- [Action item] In full and word for word, give the records again.

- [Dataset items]
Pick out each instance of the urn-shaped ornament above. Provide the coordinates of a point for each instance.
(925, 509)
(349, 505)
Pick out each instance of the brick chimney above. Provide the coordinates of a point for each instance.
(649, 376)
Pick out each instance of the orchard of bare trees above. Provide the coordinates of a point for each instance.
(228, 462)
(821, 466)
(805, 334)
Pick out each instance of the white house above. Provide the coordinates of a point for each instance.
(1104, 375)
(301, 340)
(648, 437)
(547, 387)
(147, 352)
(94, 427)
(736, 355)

- [Output for this exercise]
Pick out each instance of the urn-shaped ornament above. Provide the coordinates of a point for each instance.
(925, 509)
(349, 505)
Pick out each instance of the brick chimney above. Provide the coordinates of a point for each instance.
(649, 376)
Pick out each instance of the orchard of bare trees above. Provide the coordinates of a point for each instance.
(228, 462)
(821, 466)
(805, 334)
Pick out each instance of the white house above. Provide the coordinates of a point for each instance.
(1104, 375)
(301, 340)
(648, 437)
(547, 387)
(147, 352)
(94, 427)
(736, 355)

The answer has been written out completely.